** start Materials provided **

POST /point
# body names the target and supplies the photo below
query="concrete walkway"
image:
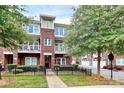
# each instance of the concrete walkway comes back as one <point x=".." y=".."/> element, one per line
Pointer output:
<point x="100" y="86"/>
<point x="53" y="80"/>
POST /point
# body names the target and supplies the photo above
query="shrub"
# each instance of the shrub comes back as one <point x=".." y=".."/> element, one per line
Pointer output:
<point x="27" y="68"/>
<point x="41" y="67"/>
<point x="66" y="68"/>
<point x="17" y="70"/>
<point x="11" y="66"/>
<point x="75" y="66"/>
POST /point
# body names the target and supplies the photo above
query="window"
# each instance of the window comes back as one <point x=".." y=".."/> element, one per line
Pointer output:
<point x="47" y="24"/>
<point x="61" y="61"/>
<point x="24" y="27"/>
<point x="30" y="28"/>
<point x="30" y="61"/>
<point x="47" y="42"/>
<point x="36" y="29"/>
<point x="60" y="31"/>
<point x="119" y="61"/>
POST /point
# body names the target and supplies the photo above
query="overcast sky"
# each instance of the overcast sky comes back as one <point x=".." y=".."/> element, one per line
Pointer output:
<point x="63" y="13"/>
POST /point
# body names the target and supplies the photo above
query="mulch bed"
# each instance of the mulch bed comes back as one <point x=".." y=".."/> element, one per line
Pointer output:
<point x="5" y="81"/>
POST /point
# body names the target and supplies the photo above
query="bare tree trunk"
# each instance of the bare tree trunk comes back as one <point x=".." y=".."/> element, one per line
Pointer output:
<point x="98" y="63"/>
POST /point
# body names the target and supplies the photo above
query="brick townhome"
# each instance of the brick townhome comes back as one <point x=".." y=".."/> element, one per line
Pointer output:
<point x="48" y="49"/>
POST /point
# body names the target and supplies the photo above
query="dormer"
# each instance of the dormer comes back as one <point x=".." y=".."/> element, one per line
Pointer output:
<point x="47" y="21"/>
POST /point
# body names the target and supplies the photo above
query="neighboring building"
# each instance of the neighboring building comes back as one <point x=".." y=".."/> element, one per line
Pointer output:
<point x="48" y="49"/>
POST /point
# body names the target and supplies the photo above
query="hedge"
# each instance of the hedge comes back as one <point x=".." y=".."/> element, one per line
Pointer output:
<point x="11" y="66"/>
<point x="41" y="67"/>
<point x="17" y="70"/>
<point x="27" y="68"/>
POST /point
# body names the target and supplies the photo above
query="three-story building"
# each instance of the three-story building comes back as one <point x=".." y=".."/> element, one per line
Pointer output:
<point x="48" y="49"/>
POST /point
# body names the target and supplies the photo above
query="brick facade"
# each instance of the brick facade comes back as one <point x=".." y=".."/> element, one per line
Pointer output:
<point x="19" y="57"/>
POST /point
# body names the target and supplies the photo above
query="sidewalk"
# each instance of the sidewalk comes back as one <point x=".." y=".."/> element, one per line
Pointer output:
<point x="100" y="86"/>
<point x="53" y="80"/>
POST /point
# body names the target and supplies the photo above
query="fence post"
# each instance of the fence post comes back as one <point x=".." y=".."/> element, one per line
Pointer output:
<point x="44" y="71"/>
<point x="72" y="70"/>
<point x="57" y="71"/>
<point x="0" y="75"/>
<point x="15" y="70"/>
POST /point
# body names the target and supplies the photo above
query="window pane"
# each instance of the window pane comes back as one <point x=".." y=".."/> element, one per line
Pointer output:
<point x="30" y="28"/>
<point x="27" y="60"/>
<point x="34" y="61"/>
<point x="56" y="31"/>
<point x="36" y="29"/>
<point x="61" y="31"/>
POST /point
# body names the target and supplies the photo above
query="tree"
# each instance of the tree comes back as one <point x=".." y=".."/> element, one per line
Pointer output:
<point x="11" y="20"/>
<point x="95" y="29"/>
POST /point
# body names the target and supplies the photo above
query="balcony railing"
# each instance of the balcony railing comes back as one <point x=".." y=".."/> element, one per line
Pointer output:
<point x="29" y="48"/>
<point x="60" y="48"/>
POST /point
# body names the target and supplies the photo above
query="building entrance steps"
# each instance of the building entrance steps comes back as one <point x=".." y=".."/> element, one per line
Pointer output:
<point x="53" y="80"/>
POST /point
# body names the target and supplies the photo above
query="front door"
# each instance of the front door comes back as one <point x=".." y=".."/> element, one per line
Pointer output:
<point x="47" y="61"/>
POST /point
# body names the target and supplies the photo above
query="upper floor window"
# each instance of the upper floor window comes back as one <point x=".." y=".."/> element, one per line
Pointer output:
<point x="47" y="42"/>
<point x="61" y="61"/>
<point x="32" y="28"/>
<point x="60" y="31"/>
<point x="47" y="24"/>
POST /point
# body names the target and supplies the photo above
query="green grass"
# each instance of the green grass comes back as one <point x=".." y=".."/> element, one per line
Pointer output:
<point x="83" y="80"/>
<point x="26" y="81"/>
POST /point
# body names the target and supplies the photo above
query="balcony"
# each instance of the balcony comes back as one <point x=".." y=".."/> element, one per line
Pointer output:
<point x="29" y="48"/>
<point x="60" y="48"/>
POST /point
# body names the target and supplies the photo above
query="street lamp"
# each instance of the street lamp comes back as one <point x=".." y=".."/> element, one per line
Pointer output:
<point x="111" y="58"/>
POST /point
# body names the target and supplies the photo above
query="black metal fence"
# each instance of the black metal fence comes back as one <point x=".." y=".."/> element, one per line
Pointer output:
<point x="72" y="70"/>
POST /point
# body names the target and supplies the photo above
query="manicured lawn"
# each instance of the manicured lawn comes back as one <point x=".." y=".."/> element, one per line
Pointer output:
<point x="25" y="81"/>
<point x="83" y="80"/>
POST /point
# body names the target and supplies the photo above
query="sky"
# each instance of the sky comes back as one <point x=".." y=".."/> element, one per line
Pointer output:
<point x="63" y="13"/>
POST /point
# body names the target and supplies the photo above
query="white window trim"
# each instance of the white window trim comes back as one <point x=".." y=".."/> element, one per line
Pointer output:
<point x="47" y="42"/>
<point x="63" y="31"/>
<point x="31" y="58"/>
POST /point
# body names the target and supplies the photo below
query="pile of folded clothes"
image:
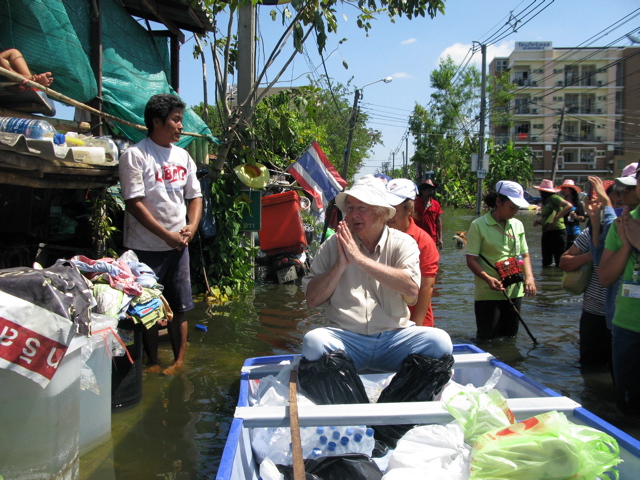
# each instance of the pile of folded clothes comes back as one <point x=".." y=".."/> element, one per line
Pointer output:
<point x="125" y="287"/>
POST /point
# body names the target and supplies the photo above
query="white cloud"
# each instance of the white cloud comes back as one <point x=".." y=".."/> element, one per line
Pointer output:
<point x="458" y="52"/>
<point x="399" y="75"/>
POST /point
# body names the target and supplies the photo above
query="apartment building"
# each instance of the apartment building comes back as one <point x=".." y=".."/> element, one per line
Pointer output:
<point x="584" y="102"/>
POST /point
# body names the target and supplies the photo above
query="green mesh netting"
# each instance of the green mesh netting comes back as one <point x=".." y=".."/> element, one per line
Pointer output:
<point x="53" y="35"/>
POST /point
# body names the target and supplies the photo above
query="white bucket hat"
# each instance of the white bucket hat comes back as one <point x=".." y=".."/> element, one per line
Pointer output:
<point x="512" y="190"/>
<point x="399" y="189"/>
<point x="628" y="177"/>
<point x="367" y="189"/>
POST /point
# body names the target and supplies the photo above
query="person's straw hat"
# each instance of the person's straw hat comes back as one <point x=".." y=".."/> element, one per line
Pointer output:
<point x="568" y="183"/>
<point x="628" y="177"/>
<point x="253" y="175"/>
<point x="370" y="190"/>
<point x="513" y="191"/>
<point x="547" y="186"/>
<point x="400" y="189"/>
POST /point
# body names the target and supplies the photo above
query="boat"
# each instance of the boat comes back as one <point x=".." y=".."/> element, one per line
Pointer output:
<point x="526" y="398"/>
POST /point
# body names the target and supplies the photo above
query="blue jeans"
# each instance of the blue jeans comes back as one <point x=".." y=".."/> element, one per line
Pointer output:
<point x="381" y="352"/>
<point x="626" y="369"/>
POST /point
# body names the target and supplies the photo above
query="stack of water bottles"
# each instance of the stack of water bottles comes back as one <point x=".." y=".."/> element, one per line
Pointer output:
<point x="331" y="441"/>
<point x="31" y="128"/>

** end Materials provided **

Return every line above that contains the word "fence", copying each one in full.

* **The result**
query="fence post"
# each instance of the fence post comes back as one <point x=".." y=".."/> element, one per line
query="black metal fence"
# each instance of the black metal fence comes back as one <point x=".." y=".."/> element, one per line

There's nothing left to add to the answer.